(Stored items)
## Begin

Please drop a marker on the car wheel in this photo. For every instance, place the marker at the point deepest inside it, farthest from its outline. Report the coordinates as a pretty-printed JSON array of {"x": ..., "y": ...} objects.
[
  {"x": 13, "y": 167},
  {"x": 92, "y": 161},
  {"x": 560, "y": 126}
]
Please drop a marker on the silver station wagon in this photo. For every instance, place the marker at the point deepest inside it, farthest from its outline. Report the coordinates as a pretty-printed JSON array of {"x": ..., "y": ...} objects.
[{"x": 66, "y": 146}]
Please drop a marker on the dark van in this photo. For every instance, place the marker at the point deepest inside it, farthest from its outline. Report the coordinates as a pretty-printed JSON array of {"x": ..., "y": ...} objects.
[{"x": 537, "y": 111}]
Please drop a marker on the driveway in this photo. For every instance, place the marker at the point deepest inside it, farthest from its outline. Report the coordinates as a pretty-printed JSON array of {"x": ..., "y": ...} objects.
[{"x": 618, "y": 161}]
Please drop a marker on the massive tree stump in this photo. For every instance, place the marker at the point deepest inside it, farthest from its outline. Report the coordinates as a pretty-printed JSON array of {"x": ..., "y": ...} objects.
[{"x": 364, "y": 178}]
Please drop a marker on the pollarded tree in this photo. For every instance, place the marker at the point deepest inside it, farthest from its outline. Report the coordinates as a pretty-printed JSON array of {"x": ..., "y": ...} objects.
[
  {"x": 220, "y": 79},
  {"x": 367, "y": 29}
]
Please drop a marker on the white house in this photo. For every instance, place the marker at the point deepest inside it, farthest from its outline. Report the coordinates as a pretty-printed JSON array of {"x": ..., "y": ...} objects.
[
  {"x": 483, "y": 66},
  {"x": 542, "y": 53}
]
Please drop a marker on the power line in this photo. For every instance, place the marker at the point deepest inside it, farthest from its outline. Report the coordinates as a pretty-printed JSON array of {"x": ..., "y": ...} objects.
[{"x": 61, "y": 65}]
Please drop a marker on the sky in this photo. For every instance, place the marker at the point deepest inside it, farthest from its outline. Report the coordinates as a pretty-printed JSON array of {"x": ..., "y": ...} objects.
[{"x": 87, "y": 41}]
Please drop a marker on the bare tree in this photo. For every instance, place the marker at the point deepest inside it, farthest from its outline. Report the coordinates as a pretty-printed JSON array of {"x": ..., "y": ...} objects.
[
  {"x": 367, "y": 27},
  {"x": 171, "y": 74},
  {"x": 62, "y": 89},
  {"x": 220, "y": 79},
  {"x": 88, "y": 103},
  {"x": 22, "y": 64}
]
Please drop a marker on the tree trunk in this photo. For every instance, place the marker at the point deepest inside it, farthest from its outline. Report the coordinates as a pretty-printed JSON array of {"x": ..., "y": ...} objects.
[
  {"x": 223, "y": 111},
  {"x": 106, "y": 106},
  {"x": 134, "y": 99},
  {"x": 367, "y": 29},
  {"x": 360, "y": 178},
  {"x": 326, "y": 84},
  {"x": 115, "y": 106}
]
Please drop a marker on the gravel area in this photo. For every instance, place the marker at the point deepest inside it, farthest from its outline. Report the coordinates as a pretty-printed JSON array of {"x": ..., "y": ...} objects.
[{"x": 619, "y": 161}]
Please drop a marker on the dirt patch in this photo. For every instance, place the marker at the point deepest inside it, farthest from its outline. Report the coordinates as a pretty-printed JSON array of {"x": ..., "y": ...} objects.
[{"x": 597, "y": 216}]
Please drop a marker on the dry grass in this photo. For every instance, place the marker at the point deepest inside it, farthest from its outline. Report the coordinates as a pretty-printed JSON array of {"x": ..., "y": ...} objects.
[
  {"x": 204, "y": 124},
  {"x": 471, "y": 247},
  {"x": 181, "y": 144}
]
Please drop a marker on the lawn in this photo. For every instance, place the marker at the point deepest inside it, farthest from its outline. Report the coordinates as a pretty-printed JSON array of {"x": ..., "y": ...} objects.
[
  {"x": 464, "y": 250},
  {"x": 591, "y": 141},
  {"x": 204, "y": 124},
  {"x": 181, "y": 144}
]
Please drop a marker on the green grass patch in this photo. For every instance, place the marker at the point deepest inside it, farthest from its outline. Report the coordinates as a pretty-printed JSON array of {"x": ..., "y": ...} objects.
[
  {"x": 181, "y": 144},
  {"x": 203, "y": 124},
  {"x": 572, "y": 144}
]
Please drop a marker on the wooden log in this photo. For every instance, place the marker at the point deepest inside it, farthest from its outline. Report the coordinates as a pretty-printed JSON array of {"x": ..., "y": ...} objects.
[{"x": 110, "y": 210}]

## End

- Problem description
Put the records above, starting at the one containing "Please drop a marker on the wooden" and ending with the last record, into a two-column CSV with the columns input and output. Quote each value in a single field and replace line breaks with spaces.

- Complete output
input,output
"Please drop a marker on the wooden log in this photo. For every instance, place the marker at the point deepest inside it, farthest from its outline. Report the coordinates as a pretty-printed JSON array of {""x"": ..., ""y"": ...} objects.","[{""x"": 110, ""y"": 210}]"